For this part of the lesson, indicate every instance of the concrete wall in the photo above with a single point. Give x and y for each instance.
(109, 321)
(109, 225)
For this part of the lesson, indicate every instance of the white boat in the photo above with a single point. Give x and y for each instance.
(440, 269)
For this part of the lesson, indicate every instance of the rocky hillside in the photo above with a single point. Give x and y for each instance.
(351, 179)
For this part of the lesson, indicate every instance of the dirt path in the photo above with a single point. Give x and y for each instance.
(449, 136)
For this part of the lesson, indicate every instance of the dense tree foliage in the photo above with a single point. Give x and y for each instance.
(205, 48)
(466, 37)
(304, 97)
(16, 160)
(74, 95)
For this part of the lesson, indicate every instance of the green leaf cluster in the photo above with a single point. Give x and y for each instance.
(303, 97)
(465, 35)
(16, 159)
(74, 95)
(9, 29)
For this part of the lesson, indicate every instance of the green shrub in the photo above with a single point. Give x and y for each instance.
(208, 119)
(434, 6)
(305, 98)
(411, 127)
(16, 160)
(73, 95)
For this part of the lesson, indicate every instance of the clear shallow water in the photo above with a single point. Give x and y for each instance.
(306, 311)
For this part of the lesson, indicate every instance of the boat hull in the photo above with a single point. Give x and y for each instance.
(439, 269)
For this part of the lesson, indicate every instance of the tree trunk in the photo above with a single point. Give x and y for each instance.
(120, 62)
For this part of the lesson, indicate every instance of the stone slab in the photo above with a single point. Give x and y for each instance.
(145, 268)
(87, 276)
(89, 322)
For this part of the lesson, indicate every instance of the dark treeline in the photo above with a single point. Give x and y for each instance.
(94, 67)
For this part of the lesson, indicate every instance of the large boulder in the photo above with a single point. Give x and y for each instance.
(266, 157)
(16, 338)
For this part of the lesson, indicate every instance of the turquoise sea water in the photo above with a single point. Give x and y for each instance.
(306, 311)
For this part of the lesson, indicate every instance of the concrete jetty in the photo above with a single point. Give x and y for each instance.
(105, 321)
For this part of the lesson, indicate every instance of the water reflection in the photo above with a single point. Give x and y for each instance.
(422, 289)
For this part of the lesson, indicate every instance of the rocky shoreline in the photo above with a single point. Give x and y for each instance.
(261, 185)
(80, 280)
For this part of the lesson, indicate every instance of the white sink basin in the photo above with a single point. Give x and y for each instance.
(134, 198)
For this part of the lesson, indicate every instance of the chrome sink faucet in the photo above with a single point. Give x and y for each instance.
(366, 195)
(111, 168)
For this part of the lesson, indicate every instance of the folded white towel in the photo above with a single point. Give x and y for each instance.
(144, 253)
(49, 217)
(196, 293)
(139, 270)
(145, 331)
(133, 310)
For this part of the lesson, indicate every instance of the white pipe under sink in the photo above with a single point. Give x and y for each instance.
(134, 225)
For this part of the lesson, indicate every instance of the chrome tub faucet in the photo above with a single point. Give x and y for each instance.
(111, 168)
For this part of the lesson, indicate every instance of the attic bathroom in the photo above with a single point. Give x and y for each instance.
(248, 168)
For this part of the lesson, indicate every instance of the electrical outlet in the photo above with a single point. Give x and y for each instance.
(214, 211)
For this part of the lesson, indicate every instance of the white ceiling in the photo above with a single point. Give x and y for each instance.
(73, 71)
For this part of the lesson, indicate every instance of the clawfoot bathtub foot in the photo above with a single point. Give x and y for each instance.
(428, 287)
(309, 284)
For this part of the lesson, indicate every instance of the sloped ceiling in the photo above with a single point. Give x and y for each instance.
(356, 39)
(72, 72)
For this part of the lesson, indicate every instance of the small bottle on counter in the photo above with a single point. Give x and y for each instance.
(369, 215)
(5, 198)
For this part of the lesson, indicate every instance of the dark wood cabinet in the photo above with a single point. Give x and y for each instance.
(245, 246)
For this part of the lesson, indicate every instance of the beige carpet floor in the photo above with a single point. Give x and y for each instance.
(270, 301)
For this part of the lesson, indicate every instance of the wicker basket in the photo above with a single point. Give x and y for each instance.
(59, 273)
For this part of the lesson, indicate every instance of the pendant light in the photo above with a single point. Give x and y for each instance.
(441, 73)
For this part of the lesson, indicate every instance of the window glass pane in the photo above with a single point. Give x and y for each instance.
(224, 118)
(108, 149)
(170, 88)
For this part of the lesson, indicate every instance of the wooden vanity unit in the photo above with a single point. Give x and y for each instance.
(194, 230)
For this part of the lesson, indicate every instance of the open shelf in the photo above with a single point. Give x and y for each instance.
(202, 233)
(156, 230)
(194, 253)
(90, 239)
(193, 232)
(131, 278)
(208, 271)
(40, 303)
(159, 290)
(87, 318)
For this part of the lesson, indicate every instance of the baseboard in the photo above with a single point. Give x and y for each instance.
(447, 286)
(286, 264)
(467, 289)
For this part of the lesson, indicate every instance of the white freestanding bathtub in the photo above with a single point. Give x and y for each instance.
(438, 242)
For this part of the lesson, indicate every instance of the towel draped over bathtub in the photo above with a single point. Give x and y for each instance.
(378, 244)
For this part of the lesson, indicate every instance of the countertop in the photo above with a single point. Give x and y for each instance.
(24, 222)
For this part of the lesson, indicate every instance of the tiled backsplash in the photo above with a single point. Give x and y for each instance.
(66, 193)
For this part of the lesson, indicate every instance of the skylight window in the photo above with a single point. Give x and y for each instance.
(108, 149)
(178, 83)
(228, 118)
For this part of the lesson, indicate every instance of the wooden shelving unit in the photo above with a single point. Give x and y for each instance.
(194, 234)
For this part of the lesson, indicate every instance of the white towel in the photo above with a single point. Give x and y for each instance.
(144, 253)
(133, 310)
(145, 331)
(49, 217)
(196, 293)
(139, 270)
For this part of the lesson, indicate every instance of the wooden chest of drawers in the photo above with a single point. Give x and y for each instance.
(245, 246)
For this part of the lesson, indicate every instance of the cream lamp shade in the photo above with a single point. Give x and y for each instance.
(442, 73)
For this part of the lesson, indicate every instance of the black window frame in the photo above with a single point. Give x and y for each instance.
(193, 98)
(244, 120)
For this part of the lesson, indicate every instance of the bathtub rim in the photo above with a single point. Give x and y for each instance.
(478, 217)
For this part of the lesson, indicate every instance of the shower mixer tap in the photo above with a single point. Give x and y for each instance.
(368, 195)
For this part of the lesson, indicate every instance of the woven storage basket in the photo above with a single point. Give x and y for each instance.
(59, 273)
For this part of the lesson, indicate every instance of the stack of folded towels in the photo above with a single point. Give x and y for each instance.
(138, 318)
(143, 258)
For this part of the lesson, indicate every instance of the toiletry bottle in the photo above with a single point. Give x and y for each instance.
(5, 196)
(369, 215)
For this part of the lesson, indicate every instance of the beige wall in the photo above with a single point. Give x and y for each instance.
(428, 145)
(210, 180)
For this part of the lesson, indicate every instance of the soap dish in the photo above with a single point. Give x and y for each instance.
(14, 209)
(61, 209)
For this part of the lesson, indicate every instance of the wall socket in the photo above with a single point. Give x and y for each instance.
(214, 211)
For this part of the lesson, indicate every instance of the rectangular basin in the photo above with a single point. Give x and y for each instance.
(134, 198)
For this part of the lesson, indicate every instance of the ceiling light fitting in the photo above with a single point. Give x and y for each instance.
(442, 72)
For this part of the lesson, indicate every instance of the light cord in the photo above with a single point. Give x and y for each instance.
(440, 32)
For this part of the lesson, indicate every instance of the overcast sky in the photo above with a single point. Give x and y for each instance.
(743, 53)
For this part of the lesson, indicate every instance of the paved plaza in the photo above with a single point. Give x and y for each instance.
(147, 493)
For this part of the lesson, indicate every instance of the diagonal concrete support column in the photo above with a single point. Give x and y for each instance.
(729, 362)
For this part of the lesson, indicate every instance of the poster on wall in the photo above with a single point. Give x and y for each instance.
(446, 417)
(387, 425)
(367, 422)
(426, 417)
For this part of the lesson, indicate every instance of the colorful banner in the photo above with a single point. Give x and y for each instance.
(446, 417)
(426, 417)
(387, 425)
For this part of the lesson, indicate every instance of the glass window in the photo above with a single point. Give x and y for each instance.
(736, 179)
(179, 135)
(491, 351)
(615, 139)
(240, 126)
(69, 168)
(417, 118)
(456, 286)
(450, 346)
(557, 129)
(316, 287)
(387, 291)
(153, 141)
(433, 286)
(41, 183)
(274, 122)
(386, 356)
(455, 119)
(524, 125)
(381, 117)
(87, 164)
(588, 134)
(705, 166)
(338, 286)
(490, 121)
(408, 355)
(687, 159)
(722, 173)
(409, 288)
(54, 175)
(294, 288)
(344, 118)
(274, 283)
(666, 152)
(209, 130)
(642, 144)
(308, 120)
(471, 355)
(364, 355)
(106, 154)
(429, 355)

§ GIVEN REQUEST:
Write out the material word for word, beginning with the line that contains "of the paved" and continuing through the end of the material.

§ CORRECT RESPONSE:
For this part of the lesson, indicate every instance of the paved plaza in the photo above with a single point. Give x and y for each instance.
(147, 493)
For this part of the lesson, indicate every instance of the diagonal concrete support column in the photo above with a single point. Give x and y for each instance.
(729, 362)
For this part of the lesson, indicate every instance of the poster on wall in the photo above with a single point. Give x and y for each instance.
(446, 417)
(387, 425)
(367, 422)
(426, 417)
For this part of the lesson, indicate every instance of the colorful banner in the photo above with a single point. Give x and y for each instance.
(446, 417)
(426, 417)
(387, 425)
For this part of the lesson, indicate every instance of the glass window in the photo above with a single point. Give x and y for each instance.
(736, 179)
(179, 135)
(491, 351)
(615, 139)
(240, 126)
(69, 168)
(417, 118)
(456, 286)
(450, 346)
(557, 129)
(316, 287)
(387, 291)
(153, 141)
(433, 286)
(41, 183)
(274, 122)
(386, 356)
(455, 119)
(524, 125)
(381, 117)
(87, 164)
(588, 134)
(705, 166)
(338, 286)
(490, 121)
(408, 355)
(687, 159)
(722, 173)
(409, 288)
(54, 175)
(294, 288)
(344, 118)
(274, 283)
(666, 152)
(209, 130)
(642, 144)
(308, 120)
(471, 355)
(364, 355)
(106, 154)
(429, 355)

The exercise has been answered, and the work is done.